Best of New Zealand - 4th March - Paihia - Bay of Islands
Friday 4th March – Paihia, Bay of Islands
Paihia is the main tourist town in the Bay of Islands in the far north of the North Island. It is located close to the historic towns of Russell, and Kerikeri. Although the name Paihia appears to be in the Māori language its origin and meaning are unknown. Missionary Henry Williams settled in Paihia in 1823 and built the first church in New Zealand there the same year. William Williams joined his brother in Pahia in 1826. Bishop William Grant Broughton (the first and only Bishop of Australia) visited the Paihia mission in 1838 and performed several firsts in New Zealand including the first Confirmation and Christenings.
In December 1832 the first mention of cricket being played in New Zealand was recorded by Henry Williams. In 1835 a game of cricket was witnessed here by Charles Darwin.
In 1835 William Colenso set up the first printing press in New Zealand at Paihia.
WAITANGI - The Birthplace of the Nation
The Waitangi National Trust estate - New Zealand's most historic site as the 'Birthplace of the Nation' is where the Treaty of Waitangi was signed on the 6th of February 1840.
Waitangi, a 506 hectare (1000 acre) reserve, presents a rare opportunity to experience the place where both Maori and the British Crown signed New Zealand's famous Treaty of Waitangi. The reserve includes recreational areas, tidal estuary, mangrove forest, open coastline and native bush.

• **Information supplied**
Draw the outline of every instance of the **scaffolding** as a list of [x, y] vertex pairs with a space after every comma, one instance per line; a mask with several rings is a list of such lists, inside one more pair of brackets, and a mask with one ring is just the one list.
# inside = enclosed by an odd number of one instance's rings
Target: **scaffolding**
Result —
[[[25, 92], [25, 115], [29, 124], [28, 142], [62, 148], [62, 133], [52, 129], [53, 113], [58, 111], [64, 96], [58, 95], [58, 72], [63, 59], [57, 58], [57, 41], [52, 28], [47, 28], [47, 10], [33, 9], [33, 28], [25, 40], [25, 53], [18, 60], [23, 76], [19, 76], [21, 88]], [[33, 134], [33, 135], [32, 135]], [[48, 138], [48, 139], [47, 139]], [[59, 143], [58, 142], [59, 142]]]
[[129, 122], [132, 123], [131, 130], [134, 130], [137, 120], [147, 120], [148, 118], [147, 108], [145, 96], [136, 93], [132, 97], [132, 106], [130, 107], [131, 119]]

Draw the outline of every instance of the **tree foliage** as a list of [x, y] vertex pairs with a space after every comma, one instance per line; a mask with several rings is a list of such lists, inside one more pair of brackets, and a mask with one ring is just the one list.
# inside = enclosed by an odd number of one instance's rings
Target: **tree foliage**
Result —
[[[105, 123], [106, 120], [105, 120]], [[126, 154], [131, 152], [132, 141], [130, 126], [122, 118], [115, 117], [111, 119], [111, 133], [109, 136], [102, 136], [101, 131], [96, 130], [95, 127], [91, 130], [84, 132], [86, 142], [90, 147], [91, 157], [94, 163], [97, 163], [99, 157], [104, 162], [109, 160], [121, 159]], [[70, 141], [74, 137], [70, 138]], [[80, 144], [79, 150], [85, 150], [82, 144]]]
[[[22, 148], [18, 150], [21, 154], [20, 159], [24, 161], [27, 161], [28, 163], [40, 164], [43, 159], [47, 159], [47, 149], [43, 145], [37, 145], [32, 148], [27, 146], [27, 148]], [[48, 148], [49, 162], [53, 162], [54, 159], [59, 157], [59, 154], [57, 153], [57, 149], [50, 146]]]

• **Exercise tasks**
a: According to the text about Paihia, in what year did William Colenso set up the first printing press in New Zealand?
b: Carry the text about Paihia and Waitangi forward from its final sentence.
The data plays no part in what is asked here.

• **Written responses**
a: 1835

b:
A Beginning
The Bay of Islands was an important area of early Polynesian settlement in New Zealand. It was also the scene of contact with early European explorers including James Cook, Marion Du Fresne and Dumont D’Urville, all of whom stopped here. Whaling to the South Pacific brought ships to the Bay of Islands. Early whalers and sealers traded with the Maori and Kororareka (present day Russell) became the centre of trade in New Zealand. Muskets eventually became a major item or trade and conflicts broke out at Kororareka between Maori and Europeans, between whalers, seamen and missionaries.
In 1832, James Busby was appointed as British Resident to protect British commerce and put an end to the outrages perpetrated by British subjects against the Maori. Under his guidance, twenty-five northern chiefs and Europeans met at Waitangi and chose the country’s first flag.
The following year, alarmed at the news that a Frenchman had bought 40,000 acres of land in the Bay of Islands, Busby organised 35 chiefs to sign a declaration of independence to prevent further foreign intrusion.
The Treaty
Lawlessness and land disputes were becoming common when Captain William Hobson sailed to New Zealand to suppress an armed clash between settlers and Maori. He returned in January 1840 as Lieutenant Governor and, assisted by Busby and the Reverend Henry Williams, drafted the Treaty. On 5 February 1840, Hobson addressed a large gathering of Maori chiefs, assembled by missionaries at Busby’s home. A large marquee with a frame of ship’s spars and covered by ship’s sails was put up on the front lawn outside Busby’s house. They debated the question of accepting the Queen’s governorship, the chiefs retiring across the river that night to continue their debate. The following day Hone Heke became the first of 46 chiefs to sign the Treaty of Waitangi.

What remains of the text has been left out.